> **Problem statement**:
Write out exactly, please, the lines from the one containing "tag the framed picture with men" to the end of the material.

> **Available data**:

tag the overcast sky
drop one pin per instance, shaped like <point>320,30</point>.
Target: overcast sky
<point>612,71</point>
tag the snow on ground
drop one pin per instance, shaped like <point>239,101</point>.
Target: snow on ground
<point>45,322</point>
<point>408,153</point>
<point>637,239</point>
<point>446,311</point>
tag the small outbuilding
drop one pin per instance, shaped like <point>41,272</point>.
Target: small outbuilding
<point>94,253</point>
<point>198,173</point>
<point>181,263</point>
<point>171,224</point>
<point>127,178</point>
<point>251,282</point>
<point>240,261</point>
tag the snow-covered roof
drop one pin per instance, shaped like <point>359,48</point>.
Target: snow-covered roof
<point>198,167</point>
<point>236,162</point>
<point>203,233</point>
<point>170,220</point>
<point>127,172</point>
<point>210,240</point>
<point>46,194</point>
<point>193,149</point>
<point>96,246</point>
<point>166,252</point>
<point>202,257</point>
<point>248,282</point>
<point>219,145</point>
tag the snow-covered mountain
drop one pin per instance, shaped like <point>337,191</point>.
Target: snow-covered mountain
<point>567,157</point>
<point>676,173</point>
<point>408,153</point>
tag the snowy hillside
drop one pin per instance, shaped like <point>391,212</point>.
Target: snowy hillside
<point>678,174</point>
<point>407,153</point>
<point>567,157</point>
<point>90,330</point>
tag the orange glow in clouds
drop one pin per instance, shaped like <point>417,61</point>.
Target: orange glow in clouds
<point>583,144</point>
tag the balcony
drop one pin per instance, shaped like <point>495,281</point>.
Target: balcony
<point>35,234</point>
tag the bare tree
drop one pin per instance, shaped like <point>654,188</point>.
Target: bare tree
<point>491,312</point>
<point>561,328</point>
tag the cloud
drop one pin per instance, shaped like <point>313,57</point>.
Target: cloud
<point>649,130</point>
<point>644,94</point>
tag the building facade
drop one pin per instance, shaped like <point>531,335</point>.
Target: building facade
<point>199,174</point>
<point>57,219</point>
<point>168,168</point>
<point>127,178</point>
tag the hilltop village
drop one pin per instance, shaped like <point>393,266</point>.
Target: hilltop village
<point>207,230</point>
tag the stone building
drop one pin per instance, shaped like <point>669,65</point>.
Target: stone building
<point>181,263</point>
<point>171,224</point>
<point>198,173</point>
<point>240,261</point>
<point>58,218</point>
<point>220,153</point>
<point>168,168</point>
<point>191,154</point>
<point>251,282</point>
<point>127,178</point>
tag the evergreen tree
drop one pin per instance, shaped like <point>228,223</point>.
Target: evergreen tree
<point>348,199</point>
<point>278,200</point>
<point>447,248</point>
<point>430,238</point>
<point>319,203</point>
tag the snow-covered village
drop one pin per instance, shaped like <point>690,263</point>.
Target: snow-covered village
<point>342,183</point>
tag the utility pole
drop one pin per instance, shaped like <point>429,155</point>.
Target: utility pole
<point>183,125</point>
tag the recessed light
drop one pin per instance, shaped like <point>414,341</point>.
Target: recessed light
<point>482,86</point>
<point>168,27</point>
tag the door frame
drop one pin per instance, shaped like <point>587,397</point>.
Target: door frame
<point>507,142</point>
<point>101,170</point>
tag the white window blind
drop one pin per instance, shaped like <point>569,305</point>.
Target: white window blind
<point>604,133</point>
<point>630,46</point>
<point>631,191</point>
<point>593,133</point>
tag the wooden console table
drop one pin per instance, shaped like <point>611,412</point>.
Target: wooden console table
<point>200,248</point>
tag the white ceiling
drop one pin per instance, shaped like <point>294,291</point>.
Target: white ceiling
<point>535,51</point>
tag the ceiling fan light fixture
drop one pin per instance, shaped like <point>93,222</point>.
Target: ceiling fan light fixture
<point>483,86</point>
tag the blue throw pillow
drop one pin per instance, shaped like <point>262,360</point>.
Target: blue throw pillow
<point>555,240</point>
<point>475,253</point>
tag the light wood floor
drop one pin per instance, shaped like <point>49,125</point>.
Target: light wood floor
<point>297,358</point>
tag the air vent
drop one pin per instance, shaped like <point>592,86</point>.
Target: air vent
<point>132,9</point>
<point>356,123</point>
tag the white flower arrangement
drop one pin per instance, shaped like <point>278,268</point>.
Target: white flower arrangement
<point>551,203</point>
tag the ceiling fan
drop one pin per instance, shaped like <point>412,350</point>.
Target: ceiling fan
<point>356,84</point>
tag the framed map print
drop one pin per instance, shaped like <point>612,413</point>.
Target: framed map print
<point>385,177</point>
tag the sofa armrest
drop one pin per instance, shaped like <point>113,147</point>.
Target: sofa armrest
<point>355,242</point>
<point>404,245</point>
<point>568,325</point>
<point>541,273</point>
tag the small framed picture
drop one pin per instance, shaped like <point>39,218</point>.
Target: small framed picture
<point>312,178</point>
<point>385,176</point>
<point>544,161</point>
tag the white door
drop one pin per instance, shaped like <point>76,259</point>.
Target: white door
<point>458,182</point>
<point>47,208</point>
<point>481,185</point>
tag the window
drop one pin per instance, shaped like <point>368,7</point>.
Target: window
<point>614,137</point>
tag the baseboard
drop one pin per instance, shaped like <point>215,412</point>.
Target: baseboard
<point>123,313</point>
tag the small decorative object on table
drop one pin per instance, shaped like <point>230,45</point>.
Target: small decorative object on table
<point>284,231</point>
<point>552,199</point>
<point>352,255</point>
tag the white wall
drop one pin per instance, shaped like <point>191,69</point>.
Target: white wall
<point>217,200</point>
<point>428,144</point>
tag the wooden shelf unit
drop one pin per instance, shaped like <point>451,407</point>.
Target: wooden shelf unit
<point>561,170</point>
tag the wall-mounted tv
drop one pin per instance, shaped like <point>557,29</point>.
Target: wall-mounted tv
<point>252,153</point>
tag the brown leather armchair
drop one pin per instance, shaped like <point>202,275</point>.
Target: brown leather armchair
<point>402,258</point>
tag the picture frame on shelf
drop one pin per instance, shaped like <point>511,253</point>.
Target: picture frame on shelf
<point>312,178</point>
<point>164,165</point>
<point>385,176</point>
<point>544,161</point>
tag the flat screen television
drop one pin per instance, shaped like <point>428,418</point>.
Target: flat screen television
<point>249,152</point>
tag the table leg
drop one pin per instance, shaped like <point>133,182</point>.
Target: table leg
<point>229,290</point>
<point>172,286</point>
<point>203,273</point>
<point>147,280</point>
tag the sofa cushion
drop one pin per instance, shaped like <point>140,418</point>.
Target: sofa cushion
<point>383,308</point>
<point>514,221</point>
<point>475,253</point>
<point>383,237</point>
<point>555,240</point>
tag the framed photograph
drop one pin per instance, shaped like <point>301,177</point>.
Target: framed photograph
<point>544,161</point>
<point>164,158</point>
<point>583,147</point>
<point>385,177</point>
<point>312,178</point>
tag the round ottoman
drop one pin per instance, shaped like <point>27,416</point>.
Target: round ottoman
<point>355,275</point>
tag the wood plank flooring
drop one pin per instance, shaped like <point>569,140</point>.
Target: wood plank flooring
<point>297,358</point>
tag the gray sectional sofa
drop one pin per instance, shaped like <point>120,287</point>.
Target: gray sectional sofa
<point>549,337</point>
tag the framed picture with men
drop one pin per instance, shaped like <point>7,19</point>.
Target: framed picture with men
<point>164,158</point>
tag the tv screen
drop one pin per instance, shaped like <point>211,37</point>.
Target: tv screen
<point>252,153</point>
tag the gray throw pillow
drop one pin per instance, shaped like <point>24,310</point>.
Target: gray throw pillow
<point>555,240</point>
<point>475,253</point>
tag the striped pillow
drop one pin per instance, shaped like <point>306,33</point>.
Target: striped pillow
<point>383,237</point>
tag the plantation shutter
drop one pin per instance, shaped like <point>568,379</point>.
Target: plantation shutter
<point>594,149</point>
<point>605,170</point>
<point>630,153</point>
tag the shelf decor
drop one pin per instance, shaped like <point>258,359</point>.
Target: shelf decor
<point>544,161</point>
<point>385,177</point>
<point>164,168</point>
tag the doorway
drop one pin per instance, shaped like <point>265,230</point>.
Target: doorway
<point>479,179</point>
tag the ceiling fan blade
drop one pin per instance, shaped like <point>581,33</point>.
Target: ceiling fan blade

> **Written answer**:
tag the framed picture with men
drop one pin per instance, shaped like <point>7,19</point>.
Target: framed picture with men
<point>164,158</point>
tag the tv screen
drop one pin per instance, shaped like <point>211,37</point>.
Target: tv screen
<point>252,153</point>
tag the gray throw pillow
drop one pin per instance, shaped like <point>24,310</point>.
Target: gray throw pillow
<point>555,240</point>
<point>475,253</point>
tag the striped pillow
drop one pin per instance, shaped like <point>306,33</point>.
Target: striped pillow
<point>383,237</point>
tag the plantation shutter
drop one pin per instance, shaped like <point>568,379</point>.
Target: plantation shutter
<point>594,149</point>
<point>605,170</point>
<point>630,153</point>
tag the shelf decor
drop one pin per instance, shaped like <point>258,359</point>.
Target: shelf decor
<point>544,161</point>
<point>385,177</point>
<point>164,168</point>
tag the doorway
drop one pin per instance, shaped like <point>265,230</point>.
Target: doorway
<point>479,179</point>
tag the ceiling fan blade
drop one pin per instance, shaped like <point>581,33</point>.
Target: ceiling fan blade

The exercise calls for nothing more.